[Data records]
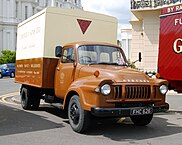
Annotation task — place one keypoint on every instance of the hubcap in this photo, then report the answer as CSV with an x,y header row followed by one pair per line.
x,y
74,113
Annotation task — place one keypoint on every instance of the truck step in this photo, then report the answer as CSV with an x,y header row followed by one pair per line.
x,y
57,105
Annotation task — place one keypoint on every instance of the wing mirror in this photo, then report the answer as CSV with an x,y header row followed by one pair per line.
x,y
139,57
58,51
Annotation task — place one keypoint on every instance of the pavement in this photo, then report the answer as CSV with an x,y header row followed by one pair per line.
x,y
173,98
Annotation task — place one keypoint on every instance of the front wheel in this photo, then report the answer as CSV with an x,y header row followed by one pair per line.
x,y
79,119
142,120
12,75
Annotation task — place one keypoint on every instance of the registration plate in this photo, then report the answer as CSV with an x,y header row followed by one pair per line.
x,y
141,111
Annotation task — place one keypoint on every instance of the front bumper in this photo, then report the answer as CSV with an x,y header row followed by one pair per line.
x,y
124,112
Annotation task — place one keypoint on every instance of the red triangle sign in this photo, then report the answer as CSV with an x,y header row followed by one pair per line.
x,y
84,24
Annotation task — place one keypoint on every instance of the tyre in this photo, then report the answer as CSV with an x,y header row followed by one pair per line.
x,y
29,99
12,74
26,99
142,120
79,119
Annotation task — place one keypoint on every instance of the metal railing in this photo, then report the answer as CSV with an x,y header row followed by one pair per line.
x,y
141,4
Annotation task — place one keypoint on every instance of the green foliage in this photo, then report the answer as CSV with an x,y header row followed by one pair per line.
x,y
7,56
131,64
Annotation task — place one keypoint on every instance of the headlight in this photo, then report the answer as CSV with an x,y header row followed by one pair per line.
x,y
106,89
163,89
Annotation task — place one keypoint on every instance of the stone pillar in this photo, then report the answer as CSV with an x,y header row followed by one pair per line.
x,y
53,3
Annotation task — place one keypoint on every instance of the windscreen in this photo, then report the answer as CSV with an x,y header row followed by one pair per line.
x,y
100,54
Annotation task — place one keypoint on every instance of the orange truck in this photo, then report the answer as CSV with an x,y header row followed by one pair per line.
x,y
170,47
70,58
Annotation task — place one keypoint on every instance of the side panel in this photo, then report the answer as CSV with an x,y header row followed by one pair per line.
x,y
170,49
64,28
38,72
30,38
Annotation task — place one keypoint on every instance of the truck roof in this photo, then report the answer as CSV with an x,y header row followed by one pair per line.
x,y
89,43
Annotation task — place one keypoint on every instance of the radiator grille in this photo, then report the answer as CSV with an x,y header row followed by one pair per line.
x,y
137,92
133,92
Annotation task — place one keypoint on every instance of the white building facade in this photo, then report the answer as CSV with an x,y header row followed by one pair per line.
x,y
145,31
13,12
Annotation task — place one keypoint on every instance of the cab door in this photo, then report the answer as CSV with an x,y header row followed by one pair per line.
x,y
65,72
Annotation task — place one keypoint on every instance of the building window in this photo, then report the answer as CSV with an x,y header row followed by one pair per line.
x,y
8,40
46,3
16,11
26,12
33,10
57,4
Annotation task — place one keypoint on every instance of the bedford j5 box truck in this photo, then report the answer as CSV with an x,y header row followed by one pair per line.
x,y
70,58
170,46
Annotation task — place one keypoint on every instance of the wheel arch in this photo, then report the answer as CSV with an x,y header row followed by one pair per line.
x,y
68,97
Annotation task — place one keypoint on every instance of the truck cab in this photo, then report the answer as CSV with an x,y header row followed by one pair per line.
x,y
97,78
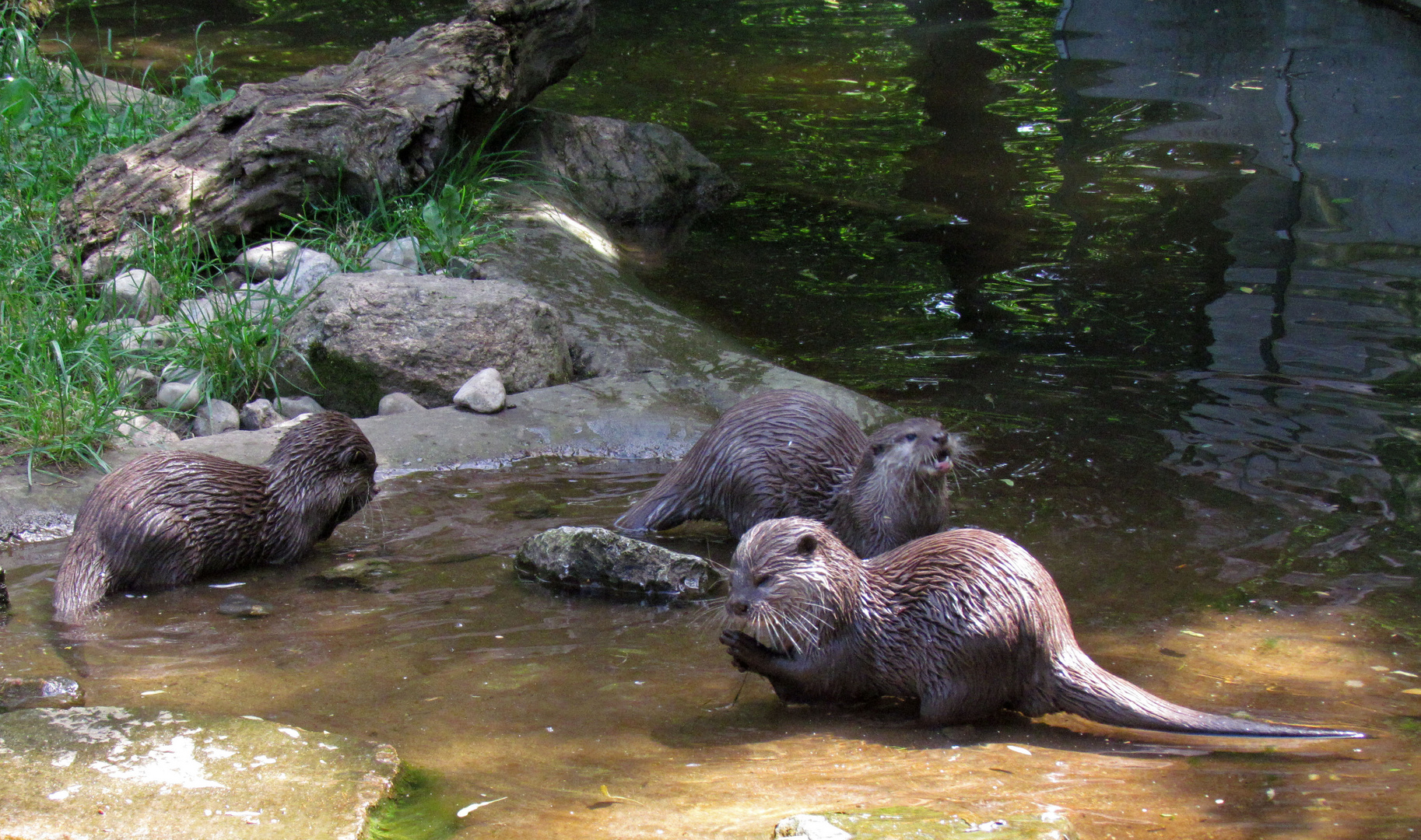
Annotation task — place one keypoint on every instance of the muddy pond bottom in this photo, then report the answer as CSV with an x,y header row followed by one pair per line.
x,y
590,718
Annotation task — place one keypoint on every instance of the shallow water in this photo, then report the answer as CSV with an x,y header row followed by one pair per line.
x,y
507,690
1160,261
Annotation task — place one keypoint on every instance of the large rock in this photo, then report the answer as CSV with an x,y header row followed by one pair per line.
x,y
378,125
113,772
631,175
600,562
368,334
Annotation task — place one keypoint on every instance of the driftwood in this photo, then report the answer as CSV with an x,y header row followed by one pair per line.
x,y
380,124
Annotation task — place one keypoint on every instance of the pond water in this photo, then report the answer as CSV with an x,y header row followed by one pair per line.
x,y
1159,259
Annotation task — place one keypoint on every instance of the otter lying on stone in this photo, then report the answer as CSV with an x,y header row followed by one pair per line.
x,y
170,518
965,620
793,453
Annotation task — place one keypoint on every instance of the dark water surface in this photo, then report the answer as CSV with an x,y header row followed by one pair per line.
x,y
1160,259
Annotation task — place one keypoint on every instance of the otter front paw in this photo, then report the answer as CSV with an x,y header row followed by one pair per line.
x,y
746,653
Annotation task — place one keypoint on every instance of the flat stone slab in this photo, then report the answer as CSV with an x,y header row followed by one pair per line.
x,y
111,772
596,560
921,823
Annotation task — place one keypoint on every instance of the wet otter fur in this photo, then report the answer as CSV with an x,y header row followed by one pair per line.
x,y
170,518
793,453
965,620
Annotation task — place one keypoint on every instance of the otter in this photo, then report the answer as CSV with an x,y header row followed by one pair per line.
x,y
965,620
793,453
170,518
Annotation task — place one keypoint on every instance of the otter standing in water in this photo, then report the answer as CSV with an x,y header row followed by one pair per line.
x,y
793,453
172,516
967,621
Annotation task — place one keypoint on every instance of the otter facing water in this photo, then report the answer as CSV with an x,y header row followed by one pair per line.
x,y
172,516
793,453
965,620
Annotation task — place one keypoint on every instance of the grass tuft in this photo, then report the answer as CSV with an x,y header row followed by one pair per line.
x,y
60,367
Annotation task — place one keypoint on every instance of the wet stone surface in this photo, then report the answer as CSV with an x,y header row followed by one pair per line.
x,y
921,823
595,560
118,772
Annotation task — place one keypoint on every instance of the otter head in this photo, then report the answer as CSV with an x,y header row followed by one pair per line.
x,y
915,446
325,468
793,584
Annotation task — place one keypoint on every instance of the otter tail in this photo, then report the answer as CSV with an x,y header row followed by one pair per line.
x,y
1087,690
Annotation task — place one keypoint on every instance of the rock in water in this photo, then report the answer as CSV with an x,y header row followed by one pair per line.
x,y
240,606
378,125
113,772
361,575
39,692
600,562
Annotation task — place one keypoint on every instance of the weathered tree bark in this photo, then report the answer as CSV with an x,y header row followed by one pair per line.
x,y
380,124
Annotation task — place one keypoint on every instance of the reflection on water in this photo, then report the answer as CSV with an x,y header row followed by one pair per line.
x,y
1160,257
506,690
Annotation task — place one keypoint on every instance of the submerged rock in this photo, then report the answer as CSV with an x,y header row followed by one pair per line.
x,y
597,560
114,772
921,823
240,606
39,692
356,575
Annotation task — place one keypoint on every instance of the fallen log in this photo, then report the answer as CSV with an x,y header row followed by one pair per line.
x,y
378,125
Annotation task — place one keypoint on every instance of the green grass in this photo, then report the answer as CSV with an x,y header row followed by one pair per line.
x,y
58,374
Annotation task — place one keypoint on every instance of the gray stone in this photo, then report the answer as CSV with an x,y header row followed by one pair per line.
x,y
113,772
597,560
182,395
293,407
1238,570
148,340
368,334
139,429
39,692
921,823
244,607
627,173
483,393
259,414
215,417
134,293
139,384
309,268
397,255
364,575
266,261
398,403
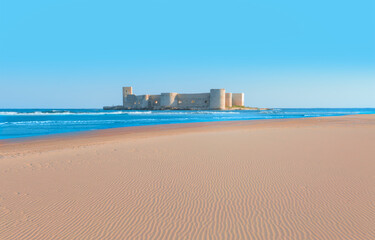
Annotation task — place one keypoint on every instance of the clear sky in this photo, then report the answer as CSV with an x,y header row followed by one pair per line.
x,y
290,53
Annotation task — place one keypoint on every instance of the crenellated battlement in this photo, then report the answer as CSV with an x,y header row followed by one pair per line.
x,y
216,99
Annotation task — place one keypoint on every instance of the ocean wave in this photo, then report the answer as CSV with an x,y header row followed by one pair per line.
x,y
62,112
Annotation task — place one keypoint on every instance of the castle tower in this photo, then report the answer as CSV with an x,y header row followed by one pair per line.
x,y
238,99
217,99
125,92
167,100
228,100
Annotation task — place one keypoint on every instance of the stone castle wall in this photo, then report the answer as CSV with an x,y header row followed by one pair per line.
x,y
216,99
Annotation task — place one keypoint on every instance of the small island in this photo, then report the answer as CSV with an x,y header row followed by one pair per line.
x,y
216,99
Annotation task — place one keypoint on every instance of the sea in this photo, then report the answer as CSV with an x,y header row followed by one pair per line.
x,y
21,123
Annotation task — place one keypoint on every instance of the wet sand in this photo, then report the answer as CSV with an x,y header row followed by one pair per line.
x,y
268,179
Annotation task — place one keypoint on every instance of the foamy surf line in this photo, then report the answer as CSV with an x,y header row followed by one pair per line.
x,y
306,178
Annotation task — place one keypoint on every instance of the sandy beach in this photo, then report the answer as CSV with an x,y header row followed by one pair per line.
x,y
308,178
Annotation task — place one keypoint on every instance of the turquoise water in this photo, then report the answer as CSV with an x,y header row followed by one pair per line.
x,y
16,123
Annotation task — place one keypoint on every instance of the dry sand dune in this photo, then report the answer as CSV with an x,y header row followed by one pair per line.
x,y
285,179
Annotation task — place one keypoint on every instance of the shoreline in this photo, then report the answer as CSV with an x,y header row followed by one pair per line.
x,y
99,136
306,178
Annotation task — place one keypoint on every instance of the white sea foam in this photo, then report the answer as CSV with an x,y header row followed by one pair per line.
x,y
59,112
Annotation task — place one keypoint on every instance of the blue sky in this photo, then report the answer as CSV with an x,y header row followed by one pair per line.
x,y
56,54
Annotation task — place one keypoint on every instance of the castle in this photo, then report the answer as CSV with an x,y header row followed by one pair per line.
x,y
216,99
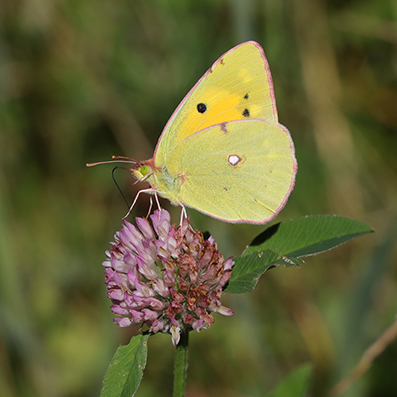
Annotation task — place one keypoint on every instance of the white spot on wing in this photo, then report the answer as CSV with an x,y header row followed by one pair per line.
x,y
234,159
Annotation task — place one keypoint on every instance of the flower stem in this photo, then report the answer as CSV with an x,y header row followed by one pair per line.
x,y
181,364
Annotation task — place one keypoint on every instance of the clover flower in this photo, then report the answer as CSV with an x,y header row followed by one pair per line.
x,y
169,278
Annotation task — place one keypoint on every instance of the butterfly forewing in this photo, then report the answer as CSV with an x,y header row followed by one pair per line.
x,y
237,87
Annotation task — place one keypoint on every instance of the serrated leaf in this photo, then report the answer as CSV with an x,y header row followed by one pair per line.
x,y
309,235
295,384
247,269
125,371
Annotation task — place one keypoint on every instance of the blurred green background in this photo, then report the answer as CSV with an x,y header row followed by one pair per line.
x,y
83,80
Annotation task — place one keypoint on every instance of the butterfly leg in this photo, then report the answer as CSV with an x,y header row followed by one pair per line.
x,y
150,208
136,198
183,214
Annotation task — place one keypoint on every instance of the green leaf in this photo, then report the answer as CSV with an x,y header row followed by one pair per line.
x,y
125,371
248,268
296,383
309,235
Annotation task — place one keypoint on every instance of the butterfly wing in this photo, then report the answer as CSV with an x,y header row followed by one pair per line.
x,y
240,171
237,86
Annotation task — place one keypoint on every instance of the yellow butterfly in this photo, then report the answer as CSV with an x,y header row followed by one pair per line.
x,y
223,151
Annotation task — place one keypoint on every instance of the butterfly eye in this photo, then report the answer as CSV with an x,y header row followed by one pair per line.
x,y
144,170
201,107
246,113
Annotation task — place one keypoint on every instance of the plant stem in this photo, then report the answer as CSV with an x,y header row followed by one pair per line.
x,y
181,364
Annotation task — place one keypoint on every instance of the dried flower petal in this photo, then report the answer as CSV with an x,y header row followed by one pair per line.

## ABOUT THIS EXERCISE
Write out the lines above exactly, but only from the one containing "of the blurred" through the last one.

## RESPONSE AREA
Annotation task — place one keypoint on every instance of the blurred green background in this photo, then report the answer as CSV with an x,y header row followed by one pair per line.
x,y
83,80
Annotation task — place one keypoint on every instance of the butterfly leg in this photo, then report the answer as CSV with an x,y header row followed by one pair per line.
x,y
150,208
136,198
183,214
Annotation task — place one keypoint on every instance of the green leaf in this photo, then report the answer as CSV with an x,y header row followed by one pair per line.
x,y
125,371
248,268
296,383
309,235
Annotation task — place one keypoint on every instance of the butterfly wing in this photo, then report the answer as CSV with an x,y header row followed by one pair per line.
x,y
240,171
237,86
Annotation task — place one keypoint on every instance of the yellow butterfly in this photo, then report the answer as CSV with an x,y header row followed by one pair per line.
x,y
223,151
Annotation task — place one keypoint on every instance of the butterfly eye in this photo, then report the answer as CSV with an x,y header row followed by one pair per line.
x,y
144,170
201,107
246,113
Annotation task — place one keypoint on every instance of the plant stem in this photo, then report the answer as CSV with an x,y header row followed by one pair per line.
x,y
181,364
Annotation task — place one keypoint on every instance of the dried flower petal in this photo, then report the answer as CSV with an x,y header row followed by one pair per line.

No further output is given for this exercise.